### DATA FOR THIS TASK
┌──

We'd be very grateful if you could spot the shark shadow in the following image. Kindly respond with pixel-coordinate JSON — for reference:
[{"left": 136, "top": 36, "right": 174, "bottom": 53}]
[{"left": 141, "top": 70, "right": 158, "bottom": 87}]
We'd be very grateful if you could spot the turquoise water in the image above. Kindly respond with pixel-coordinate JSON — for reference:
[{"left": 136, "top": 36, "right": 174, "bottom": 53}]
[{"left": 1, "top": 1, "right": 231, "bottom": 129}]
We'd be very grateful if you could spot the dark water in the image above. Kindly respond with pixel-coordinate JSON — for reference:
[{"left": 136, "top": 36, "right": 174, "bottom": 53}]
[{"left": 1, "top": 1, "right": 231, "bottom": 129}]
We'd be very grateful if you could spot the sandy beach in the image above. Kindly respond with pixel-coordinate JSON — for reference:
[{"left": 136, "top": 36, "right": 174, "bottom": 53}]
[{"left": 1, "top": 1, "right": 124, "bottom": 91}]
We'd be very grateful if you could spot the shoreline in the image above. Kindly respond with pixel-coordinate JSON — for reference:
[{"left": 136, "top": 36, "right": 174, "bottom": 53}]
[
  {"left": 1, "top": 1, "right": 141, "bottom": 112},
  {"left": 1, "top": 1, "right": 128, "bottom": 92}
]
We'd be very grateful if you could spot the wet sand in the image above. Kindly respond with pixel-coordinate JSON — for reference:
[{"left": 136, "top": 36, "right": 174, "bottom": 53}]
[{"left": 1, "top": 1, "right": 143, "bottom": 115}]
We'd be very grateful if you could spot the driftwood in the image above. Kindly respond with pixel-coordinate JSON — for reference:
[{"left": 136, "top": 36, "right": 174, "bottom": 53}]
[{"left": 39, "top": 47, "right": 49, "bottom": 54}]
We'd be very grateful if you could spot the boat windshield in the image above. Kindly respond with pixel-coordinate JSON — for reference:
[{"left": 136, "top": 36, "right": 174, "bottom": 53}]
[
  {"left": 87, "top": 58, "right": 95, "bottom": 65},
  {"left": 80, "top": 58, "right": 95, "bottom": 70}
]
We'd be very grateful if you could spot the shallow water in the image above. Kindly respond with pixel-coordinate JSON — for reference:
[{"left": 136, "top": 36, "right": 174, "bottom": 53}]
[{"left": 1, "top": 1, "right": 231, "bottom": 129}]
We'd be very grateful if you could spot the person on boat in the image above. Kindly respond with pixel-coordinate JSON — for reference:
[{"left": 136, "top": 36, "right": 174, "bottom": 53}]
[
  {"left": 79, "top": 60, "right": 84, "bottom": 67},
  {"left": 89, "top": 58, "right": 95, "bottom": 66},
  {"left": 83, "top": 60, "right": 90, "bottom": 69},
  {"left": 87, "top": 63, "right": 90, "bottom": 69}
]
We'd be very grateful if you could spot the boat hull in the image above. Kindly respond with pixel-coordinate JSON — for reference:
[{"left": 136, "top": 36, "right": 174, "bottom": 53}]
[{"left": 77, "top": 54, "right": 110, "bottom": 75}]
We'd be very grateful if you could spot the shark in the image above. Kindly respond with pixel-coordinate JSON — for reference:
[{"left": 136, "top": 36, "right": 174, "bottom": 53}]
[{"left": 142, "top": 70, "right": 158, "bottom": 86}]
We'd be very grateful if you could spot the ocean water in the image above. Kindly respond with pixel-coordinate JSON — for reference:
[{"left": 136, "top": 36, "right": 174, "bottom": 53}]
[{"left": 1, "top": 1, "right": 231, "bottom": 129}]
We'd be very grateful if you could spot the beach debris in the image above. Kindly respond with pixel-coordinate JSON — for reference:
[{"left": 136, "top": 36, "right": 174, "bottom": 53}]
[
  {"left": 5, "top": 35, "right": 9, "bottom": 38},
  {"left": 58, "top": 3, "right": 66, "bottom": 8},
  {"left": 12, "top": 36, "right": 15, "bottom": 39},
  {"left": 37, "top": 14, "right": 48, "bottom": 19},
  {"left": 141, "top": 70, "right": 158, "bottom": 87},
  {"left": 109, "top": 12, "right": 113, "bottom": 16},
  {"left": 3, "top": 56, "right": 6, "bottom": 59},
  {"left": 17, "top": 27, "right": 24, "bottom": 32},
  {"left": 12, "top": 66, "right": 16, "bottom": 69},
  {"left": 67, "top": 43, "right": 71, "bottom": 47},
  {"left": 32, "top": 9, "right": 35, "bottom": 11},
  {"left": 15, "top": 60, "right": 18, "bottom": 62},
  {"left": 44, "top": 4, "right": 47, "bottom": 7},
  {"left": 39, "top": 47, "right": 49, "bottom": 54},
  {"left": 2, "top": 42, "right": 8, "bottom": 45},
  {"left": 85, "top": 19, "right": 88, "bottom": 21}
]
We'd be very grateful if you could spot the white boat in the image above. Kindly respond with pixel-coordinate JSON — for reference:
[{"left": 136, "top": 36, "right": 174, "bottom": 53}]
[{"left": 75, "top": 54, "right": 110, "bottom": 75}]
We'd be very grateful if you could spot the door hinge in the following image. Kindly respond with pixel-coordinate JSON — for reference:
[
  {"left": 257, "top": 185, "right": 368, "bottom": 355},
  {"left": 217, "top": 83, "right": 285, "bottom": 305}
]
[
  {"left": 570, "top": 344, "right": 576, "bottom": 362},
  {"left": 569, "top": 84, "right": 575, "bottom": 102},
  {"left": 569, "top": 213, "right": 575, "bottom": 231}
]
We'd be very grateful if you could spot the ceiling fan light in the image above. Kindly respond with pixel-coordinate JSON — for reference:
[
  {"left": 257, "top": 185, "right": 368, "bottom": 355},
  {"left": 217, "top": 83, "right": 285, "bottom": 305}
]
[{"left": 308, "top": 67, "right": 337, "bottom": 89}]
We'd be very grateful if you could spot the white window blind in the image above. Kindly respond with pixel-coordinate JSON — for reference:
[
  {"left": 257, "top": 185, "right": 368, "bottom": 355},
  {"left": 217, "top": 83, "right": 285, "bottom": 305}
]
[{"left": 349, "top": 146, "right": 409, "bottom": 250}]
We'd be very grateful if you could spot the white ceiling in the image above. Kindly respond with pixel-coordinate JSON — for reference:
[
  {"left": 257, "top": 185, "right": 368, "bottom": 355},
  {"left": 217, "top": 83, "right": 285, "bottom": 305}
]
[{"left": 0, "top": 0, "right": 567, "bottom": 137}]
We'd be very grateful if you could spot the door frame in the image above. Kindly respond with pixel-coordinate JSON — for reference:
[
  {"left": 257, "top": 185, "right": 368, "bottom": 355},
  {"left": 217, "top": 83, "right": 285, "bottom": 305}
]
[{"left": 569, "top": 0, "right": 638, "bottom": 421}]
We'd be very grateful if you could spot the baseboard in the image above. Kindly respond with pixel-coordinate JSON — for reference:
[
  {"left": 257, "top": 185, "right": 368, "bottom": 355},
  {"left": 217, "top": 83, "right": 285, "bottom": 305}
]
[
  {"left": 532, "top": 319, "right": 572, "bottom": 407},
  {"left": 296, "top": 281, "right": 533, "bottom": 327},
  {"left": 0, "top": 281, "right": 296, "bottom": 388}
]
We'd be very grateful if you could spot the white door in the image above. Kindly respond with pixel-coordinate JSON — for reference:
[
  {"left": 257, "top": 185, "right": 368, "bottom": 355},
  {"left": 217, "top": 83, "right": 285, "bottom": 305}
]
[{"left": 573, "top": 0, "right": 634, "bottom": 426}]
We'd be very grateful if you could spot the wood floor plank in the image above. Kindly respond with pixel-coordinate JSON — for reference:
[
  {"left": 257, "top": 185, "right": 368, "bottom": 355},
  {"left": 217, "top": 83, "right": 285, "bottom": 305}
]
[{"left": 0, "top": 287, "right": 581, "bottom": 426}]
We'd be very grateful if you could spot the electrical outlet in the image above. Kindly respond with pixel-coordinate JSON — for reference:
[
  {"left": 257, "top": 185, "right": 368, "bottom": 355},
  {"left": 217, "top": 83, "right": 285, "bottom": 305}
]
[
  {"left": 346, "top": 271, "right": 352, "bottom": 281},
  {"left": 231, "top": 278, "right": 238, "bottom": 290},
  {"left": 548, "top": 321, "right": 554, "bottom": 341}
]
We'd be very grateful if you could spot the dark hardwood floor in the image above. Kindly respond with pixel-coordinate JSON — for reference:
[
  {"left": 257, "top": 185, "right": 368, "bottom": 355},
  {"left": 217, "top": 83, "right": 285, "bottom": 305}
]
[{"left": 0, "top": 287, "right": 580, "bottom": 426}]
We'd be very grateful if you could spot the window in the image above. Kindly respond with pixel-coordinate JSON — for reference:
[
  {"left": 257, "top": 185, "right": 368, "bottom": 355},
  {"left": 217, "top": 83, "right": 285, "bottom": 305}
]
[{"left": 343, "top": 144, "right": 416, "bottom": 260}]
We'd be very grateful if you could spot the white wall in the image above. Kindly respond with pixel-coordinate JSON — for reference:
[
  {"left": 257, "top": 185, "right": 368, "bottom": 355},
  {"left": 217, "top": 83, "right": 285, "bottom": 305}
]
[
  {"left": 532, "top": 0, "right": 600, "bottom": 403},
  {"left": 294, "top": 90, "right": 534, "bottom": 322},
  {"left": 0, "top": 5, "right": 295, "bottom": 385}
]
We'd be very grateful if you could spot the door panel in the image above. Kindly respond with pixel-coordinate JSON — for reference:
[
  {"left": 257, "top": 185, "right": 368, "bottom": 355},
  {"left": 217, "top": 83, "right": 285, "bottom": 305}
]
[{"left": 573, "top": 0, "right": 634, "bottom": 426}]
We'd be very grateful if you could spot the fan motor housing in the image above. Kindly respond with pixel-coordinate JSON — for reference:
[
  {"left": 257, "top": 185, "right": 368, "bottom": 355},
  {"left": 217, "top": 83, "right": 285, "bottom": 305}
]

└──

### TASK DESCRIPTION
Look through the entries above. Copy each line in which the string "dark" occurs.

### TASK OUTPUT
We'd be very grateful if you could spot the dark water in the image above. Kindly respond with pixel-coordinate JSON — for reference:
We'd be very grateful if you could spot the dark hardwood floor in the image above. Kindly respond with pixel-coordinate JSON — for reference:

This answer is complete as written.